*** Opening of Data extract ***

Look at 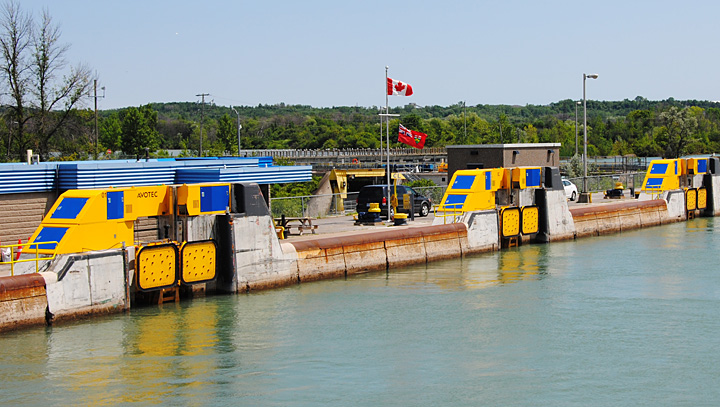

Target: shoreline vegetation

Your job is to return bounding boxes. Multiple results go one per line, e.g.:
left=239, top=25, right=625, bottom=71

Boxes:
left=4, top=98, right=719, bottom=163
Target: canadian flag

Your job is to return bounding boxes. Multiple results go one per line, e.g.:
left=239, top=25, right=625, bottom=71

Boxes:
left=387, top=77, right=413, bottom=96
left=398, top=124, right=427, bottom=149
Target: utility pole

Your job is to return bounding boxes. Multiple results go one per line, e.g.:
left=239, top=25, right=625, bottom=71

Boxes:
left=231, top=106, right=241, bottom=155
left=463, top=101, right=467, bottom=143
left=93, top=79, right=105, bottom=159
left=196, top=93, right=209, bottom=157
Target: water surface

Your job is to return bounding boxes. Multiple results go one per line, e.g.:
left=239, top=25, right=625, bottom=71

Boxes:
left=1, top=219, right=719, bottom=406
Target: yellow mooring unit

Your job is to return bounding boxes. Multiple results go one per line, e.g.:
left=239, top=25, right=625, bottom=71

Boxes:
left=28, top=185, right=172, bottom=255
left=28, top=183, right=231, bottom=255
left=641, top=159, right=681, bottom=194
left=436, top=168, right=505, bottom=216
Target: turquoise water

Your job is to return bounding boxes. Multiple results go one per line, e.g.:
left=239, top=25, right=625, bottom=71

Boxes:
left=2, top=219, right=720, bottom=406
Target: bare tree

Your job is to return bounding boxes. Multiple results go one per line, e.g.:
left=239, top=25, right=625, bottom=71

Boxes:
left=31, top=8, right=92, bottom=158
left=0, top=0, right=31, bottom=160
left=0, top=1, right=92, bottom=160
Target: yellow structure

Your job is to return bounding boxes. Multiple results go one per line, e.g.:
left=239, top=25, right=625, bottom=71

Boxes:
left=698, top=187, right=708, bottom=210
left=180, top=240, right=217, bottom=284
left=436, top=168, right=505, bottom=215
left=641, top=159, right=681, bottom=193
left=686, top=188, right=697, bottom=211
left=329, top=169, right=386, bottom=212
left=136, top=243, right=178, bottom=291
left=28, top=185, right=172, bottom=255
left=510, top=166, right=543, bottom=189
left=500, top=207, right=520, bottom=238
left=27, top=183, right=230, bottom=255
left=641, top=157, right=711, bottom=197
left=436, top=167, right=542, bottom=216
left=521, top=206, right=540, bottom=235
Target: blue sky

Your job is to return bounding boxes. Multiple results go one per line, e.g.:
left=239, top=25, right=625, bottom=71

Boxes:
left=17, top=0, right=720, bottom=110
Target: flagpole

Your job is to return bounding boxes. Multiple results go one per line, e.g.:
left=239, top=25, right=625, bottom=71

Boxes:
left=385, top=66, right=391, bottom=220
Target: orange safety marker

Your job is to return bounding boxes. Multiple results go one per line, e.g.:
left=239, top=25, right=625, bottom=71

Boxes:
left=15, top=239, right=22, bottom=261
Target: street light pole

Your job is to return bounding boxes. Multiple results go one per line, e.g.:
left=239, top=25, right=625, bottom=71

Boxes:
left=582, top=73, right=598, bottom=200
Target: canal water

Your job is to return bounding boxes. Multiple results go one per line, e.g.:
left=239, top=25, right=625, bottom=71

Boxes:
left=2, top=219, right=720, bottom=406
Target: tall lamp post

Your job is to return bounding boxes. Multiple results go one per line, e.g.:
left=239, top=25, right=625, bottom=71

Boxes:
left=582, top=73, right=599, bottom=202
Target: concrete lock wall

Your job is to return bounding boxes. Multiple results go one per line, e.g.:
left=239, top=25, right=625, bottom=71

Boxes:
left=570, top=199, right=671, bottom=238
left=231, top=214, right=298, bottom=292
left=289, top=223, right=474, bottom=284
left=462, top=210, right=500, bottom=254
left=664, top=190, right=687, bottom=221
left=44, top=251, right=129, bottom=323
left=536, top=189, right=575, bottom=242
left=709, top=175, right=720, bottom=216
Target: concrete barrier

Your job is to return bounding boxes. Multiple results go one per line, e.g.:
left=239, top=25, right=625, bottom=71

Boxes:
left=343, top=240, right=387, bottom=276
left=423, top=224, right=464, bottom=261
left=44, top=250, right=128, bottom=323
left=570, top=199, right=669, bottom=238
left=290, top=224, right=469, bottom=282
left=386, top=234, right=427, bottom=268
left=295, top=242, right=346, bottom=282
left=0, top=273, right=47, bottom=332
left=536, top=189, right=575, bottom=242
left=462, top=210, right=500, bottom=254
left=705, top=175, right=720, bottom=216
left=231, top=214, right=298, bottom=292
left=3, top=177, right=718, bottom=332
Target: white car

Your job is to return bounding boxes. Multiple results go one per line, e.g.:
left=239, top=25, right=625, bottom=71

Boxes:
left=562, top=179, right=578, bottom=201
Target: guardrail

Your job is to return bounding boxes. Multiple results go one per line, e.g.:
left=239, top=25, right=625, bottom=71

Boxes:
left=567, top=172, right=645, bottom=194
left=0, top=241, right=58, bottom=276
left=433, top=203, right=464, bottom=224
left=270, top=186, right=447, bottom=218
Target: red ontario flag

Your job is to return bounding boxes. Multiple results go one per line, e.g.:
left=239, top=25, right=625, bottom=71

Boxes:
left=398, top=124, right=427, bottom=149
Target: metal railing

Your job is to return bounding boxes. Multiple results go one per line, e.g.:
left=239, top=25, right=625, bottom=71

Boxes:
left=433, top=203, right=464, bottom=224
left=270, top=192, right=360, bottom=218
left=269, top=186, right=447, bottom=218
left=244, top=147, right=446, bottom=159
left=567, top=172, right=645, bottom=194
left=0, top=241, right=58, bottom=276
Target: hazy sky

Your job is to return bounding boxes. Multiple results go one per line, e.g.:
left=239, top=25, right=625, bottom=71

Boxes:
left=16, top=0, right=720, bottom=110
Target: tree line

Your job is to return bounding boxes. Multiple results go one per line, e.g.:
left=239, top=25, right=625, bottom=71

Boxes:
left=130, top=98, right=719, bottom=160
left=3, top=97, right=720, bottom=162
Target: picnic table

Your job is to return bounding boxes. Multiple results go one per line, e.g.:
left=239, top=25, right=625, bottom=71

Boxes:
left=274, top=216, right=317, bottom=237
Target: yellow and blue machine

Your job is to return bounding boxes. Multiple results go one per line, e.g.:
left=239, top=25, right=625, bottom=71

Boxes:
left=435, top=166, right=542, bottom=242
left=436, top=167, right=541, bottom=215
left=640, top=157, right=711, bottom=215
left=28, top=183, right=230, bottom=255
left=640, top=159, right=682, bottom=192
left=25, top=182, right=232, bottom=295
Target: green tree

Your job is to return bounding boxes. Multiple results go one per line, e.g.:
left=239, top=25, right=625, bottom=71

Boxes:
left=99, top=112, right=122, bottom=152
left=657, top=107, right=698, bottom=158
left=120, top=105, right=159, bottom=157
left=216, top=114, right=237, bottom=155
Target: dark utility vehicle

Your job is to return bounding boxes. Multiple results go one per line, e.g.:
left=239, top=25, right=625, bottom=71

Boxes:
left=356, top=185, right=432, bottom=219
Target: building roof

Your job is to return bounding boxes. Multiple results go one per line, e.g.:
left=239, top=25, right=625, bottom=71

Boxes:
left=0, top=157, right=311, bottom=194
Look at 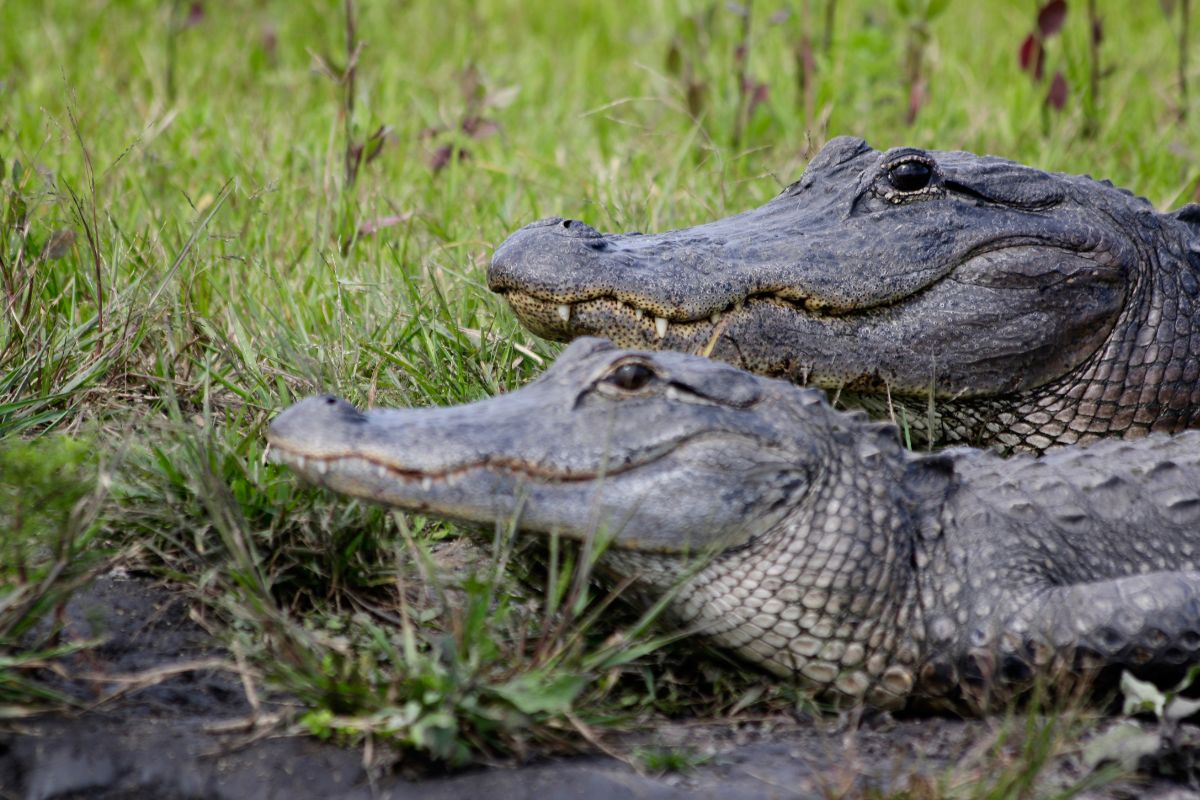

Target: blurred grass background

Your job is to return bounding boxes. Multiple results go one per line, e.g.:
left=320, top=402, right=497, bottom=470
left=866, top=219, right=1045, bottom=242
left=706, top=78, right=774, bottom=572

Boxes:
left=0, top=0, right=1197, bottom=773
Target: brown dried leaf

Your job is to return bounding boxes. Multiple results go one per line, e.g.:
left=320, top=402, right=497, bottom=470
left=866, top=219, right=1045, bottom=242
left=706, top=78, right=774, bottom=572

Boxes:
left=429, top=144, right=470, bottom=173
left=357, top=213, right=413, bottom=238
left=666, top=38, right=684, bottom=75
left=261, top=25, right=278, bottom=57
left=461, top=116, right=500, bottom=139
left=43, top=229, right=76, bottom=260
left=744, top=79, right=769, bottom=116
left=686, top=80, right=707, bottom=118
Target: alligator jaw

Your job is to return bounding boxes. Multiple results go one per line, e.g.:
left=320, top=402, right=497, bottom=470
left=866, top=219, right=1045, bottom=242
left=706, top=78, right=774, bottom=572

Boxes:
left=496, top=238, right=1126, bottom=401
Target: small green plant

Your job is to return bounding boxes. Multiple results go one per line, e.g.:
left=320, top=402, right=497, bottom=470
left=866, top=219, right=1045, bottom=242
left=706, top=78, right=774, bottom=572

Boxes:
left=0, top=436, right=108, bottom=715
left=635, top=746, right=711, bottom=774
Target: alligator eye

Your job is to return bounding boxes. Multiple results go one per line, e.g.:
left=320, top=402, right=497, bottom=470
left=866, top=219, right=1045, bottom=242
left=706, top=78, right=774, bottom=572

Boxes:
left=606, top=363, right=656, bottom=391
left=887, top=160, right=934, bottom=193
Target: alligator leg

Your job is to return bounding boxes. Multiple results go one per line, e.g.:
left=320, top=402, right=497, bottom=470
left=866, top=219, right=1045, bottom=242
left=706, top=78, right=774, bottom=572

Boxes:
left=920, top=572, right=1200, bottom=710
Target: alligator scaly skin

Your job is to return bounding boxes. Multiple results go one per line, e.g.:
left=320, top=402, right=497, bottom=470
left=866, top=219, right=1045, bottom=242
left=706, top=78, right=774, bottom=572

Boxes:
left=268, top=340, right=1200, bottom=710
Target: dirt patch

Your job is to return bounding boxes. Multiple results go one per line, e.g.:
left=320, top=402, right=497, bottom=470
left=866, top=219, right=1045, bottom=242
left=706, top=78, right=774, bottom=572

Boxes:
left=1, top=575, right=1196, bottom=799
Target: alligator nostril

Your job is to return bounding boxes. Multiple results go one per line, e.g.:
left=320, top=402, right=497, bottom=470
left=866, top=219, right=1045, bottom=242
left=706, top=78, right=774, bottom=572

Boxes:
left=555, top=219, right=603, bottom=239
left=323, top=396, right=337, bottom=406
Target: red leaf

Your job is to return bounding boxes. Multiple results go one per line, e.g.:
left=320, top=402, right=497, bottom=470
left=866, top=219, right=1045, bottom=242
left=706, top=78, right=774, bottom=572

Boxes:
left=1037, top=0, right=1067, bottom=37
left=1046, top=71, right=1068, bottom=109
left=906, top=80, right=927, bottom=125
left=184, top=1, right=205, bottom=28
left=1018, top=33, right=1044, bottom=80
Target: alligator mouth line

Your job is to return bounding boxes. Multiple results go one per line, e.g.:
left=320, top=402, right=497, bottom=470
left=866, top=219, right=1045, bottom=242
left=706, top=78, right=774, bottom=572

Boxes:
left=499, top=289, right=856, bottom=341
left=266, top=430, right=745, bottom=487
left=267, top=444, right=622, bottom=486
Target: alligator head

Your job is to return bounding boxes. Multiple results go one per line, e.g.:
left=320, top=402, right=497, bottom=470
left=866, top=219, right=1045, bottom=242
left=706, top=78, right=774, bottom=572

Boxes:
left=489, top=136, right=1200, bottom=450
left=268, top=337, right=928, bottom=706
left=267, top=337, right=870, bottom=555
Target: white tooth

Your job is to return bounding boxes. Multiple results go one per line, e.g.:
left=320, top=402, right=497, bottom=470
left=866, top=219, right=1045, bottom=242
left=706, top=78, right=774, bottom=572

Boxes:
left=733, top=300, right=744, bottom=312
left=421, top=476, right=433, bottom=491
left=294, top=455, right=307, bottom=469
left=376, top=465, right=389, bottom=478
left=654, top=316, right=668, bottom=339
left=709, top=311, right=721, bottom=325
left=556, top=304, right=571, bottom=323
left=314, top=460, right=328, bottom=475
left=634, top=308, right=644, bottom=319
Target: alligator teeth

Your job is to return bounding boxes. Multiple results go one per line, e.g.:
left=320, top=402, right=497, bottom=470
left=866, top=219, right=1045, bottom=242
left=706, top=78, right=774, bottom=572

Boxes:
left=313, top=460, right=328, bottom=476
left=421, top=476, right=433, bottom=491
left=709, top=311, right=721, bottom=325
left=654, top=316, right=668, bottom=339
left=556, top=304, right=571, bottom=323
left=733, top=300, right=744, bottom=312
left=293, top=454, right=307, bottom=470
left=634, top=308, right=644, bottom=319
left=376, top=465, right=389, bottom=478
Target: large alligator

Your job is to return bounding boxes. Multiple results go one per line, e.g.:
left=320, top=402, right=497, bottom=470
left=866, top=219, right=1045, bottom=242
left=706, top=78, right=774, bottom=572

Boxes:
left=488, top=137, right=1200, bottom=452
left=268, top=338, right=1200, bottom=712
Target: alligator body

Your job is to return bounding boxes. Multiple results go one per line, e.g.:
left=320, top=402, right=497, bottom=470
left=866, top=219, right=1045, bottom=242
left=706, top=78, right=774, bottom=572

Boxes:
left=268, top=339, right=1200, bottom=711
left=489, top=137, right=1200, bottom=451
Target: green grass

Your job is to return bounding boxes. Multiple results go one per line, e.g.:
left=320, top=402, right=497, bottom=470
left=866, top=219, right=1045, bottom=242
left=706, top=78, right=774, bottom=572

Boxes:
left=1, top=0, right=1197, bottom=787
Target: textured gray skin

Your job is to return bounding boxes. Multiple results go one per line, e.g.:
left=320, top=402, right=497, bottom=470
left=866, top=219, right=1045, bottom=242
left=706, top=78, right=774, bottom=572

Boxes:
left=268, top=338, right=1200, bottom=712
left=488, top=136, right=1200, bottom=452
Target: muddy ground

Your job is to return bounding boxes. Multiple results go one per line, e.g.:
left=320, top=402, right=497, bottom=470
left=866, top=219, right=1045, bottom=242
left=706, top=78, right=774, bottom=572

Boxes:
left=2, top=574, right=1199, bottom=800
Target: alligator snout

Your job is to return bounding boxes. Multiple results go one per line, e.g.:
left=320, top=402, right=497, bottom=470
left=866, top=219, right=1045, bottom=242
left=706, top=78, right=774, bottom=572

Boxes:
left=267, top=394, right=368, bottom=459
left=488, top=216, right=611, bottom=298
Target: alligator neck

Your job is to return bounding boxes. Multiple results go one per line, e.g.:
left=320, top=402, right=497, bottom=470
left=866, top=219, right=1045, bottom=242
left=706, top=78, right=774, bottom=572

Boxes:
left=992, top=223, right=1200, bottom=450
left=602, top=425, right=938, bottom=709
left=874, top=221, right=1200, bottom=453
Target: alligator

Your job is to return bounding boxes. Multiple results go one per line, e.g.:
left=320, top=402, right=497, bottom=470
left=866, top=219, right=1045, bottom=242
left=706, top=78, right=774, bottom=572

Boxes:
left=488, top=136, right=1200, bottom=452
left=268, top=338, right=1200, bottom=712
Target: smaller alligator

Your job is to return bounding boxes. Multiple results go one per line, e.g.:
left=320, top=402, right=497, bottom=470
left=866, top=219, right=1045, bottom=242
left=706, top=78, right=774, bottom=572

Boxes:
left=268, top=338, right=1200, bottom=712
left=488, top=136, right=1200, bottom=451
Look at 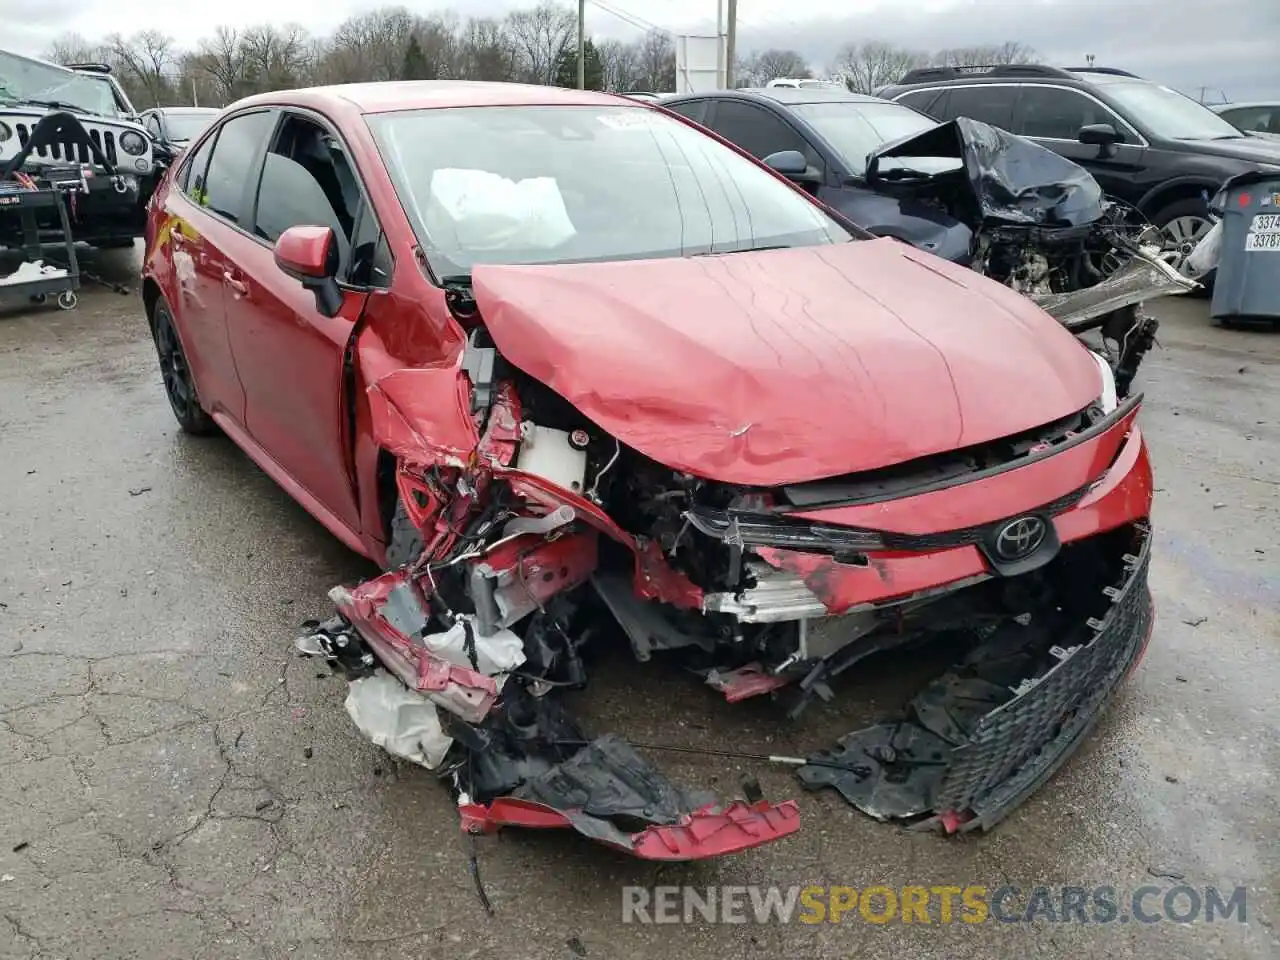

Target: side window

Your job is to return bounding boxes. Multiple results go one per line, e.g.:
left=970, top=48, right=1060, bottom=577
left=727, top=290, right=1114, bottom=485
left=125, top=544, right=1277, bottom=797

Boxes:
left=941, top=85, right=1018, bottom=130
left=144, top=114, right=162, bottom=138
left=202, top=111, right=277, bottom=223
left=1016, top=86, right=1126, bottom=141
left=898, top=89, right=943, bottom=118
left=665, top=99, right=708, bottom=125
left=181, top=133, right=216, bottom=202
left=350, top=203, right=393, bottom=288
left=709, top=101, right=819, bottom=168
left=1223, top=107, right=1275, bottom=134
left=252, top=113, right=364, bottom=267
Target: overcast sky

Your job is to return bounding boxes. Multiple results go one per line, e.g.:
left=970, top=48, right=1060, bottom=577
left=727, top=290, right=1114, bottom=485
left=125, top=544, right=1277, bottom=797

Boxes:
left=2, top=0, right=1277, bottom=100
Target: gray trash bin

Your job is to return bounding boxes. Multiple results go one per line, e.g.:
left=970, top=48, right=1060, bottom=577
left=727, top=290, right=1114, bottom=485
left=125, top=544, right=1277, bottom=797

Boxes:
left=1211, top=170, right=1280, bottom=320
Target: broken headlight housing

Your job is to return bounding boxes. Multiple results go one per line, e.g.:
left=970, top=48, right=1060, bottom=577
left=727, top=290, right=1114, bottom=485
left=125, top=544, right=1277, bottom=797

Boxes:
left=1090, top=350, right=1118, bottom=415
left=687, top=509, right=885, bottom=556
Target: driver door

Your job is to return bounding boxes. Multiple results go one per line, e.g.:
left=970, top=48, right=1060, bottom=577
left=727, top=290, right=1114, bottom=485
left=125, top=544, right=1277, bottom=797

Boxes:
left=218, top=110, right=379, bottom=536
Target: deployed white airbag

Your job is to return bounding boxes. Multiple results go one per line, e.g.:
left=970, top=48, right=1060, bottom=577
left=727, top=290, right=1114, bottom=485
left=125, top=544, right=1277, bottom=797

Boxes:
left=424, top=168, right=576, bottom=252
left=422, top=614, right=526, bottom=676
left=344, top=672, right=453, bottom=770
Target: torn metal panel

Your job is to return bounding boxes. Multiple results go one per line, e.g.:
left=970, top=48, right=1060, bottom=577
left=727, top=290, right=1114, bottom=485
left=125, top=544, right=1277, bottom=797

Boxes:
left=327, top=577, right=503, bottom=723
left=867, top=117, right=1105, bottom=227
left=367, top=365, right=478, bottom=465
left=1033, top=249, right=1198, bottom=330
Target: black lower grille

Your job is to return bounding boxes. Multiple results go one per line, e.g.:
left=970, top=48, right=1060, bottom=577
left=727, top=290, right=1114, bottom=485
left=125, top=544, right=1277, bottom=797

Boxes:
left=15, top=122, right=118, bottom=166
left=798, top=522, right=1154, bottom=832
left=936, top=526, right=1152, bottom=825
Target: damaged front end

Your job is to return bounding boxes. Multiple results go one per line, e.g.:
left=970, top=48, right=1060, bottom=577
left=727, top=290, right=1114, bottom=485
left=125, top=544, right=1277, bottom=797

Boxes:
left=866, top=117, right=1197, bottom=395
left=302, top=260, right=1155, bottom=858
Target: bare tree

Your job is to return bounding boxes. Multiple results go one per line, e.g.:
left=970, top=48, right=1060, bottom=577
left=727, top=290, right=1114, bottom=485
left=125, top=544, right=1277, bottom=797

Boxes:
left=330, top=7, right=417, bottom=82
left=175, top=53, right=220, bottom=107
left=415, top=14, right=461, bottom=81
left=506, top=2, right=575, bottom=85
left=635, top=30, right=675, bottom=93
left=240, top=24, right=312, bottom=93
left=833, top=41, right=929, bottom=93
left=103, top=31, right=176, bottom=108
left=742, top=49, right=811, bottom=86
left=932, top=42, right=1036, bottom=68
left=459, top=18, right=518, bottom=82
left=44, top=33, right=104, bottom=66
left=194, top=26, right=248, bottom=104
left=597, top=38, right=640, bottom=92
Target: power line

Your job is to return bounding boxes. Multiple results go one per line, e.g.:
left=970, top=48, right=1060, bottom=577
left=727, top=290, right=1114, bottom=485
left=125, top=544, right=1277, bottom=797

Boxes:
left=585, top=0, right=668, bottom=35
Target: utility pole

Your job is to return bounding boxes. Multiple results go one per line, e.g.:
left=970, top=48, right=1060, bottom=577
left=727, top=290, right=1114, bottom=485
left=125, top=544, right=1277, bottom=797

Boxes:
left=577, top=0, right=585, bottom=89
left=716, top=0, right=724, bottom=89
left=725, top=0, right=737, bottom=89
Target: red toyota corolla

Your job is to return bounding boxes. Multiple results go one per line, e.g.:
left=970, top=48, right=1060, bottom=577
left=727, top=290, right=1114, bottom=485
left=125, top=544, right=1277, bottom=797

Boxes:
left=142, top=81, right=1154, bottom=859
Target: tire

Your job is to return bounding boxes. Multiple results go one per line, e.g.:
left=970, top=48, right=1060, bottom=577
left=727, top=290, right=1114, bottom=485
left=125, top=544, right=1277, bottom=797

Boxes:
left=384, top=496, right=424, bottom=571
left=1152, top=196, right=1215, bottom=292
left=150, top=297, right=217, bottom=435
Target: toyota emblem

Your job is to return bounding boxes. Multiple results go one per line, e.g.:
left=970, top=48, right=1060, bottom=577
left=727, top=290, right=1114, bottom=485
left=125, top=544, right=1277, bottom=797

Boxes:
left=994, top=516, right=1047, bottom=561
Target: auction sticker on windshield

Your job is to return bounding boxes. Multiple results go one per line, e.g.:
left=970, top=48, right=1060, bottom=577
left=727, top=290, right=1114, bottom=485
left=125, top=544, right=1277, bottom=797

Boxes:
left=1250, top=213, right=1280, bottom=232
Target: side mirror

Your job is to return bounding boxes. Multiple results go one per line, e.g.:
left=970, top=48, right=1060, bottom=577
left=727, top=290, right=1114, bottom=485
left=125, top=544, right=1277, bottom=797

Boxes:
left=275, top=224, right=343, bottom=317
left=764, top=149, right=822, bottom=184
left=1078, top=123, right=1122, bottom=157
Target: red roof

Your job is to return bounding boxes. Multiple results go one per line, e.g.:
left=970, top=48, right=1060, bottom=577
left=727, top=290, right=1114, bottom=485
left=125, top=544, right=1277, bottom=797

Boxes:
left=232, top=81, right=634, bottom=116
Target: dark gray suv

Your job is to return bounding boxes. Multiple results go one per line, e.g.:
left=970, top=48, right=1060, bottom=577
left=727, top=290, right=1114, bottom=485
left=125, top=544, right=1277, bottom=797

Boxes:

*** Close of Data extract ***

What you are asked to do »
The answer must be every line of the records that contains the word "side".

Response to the exercise »
Target: side window
Target: side mirror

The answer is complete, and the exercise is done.